_WHAT YOU HAVE TO DO:_
Each line from the one with "The function SHOULD" through the last line of the records must be output exactly, both ends included.

_Image-grounded pointing data:_
◇ ◇ ◇ ◇

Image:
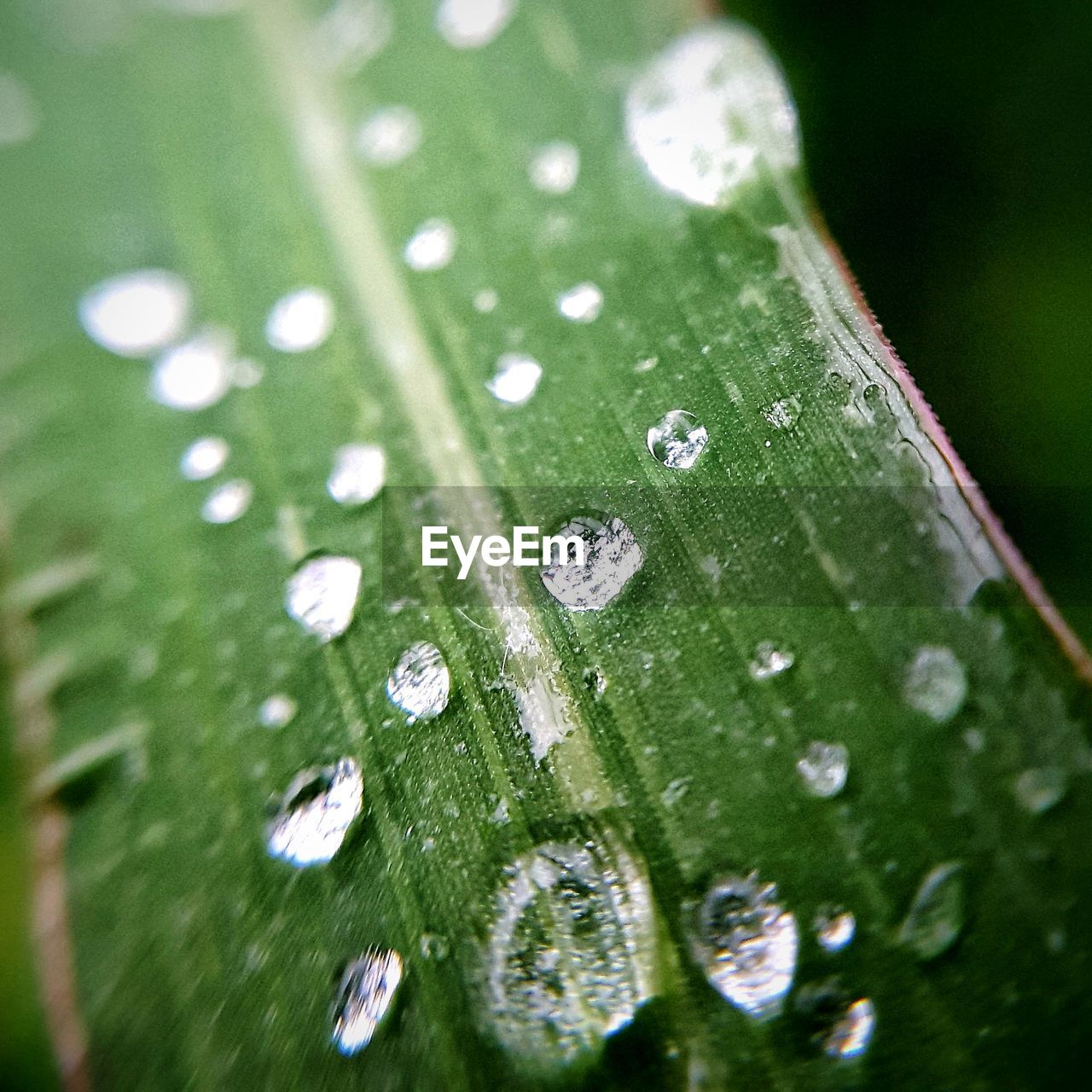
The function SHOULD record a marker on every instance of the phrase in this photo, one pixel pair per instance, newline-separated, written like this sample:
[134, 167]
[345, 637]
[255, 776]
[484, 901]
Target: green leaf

◇ ◇ ◇ ◇

_OUTPUT BELOW:_
The function SHOULD record a marker on every instance of the phrase in this photo, one pixel pair per instance, newline-separated, written like this sample:
[134, 167]
[345, 637]
[255, 776]
[484, 901]
Target: green leaf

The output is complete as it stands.